• Task:
Could you repeat the data below with every "marker" replaced by "point" and nothing else changed?
--- begin Materials provided ---
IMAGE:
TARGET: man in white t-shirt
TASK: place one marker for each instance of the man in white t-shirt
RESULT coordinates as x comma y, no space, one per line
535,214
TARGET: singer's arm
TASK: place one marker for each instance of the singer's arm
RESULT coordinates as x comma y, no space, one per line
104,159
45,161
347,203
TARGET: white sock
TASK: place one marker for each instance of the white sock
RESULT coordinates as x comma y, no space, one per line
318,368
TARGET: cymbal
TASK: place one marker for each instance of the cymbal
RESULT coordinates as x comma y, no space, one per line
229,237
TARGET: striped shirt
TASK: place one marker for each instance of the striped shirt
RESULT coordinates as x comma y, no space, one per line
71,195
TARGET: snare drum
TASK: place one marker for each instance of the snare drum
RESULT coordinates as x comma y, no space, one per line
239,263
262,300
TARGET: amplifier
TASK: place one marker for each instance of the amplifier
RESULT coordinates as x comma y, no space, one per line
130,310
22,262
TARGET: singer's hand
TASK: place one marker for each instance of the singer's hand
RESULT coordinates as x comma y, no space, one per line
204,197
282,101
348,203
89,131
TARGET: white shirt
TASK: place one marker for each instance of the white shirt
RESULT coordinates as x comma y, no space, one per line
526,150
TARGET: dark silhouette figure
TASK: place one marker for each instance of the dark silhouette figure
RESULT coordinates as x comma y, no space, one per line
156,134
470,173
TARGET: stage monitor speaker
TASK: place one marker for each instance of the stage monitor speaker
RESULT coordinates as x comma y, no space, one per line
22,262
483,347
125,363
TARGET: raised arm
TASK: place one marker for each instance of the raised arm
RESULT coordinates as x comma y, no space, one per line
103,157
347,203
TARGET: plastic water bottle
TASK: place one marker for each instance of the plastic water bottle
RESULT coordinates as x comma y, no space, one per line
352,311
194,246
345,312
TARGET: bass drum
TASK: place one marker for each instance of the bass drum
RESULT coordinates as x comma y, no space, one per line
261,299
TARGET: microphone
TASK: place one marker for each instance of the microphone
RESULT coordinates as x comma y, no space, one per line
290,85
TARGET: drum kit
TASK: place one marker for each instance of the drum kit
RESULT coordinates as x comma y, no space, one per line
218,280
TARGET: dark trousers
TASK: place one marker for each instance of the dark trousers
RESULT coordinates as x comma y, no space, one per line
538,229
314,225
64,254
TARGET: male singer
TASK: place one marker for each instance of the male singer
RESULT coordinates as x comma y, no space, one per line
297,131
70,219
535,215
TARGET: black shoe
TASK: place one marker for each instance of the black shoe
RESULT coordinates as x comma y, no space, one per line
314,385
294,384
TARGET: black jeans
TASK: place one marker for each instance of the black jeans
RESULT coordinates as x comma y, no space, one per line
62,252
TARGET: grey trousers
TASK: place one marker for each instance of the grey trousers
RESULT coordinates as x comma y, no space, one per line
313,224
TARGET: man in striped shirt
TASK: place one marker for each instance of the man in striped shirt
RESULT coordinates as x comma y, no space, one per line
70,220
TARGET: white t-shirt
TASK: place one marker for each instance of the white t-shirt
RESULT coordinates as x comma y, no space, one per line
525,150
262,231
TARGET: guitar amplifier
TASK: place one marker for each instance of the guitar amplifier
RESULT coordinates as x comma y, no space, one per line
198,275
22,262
--- end Materials provided ---
• Answer below:
IMAGE:
TARGET: man in white t-shirt
TASK: place one point for each instance of the man in white t-shirt
RESULT coordinates as x comma y, no space, one per line
535,214
TARGET: singer's arm
TASK: place one point for each instance of the singer's arm
RESULT coordinates as x comma y, no space, one per line
104,159
45,161
347,203
TARGET: white sock
TASK: place one point for each instance of the white sock
RESULT coordinates as x comma y, no space, one per line
318,368
TARGET: cymbal
TASK: place one point for each instance of the cymbal
RESULT coordinates as x comma y, no space, one per line
229,237
TARGET: striped shirt
TASK: place one point for each instance of the striped shirt
RESULT coordinates as x comma y, no space, one per line
71,195
TARGET: snare drum
TASK: place one point for each instance of the snare drum
RESULT coordinates as x comma y, no space, one per line
239,263
262,300
TARGET: amplifier
TASK: place one point for each instance of the amplifier
RESULT coordinates as x comma y, no space, one per line
130,310
22,262
TARGET: singer's hand
TASK: place one point for each instance of the singer's hand
RESULT coordinates as x comma y, no space, one per line
204,197
282,101
348,203
89,131
TARGET: white shirt
TASK: place one point for each instance of the white shirt
RESULT coordinates as x comma y, no space, one per line
526,150
TARGET: dark silhouette figure
TASK: place one point for each instance of the dark silhouette figure
RESULT coordinates as x comma y, no space, one per line
156,134
470,173
TARGET: stage monitor speaker
TASK: place one point for each instance of the stage monitor speaker
RESULT coordinates as x comma y, no space, one per line
22,262
483,347
125,363
TARGET: raised arm
TASK: place one point for each instance of the raised arm
RESULT coordinates as x comma y, no space, one per line
103,157
347,203
TARGET: plastic water bottle
TASK: place one point for each instance of the plastic water bottle
RESULT coordinates as x comma y, no space, one per line
352,311
194,246
345,312
TARGET: bass drum
TASK: place one point for each instance of the bass drum
RESULT coordinates as x comma y, no space, one per line
261,299
TARGET: microphone
TASK: place one point for each instance of the microphone
RESULT coordinates as x comma y, no space, one per line
290,85
TARGET: drum kit
TASK: place one point for each instance of the drum kit
RESULT coordinates as x comma y, no space, one per line
218,280
TARGET: dark trousers
TASK: place one point for each instance of the dark trousers
RESULT coordinates as x comma y, no space, one per line
538,229
314,225
64,254
TARGET: male singer
TASK: place one point for each instance of the male singer
RESULT coordinates as x comma y, no space, one per line
297,131
70,219
535,215
TARGET: black shoe
TASK: place one point for each instance of the black shoe
RESULT coordinates as x comma y, no space, one per line
314,385
294,384
TARGET: black jeans
TASK: place one point for each instance of the black jeans
RESULT coordinates as x comma y, no space, one per line
62,252
TARGET: grey trousers
TASK: place one point for each instance of the grey trousers
RESULT coordinates as x comma y, no space, one per line
313,224
TARGET: man in striped shirt
TASK: place one point for each instance of the man in striped shirt
RESULT coordinates as x comma y, no space, one per line
70,220
TARGET: white t-shirt
TASK: place one point for each instance of the white t-shirt
RESULT coordinates as x comma y, no space, one per line
525,150
262,231
TARGET: guitar amplifier
TASK: place one point for each instance of the guitar amplifier
RESULT coordinates as x comma y, no space, one per line
198,275
22,262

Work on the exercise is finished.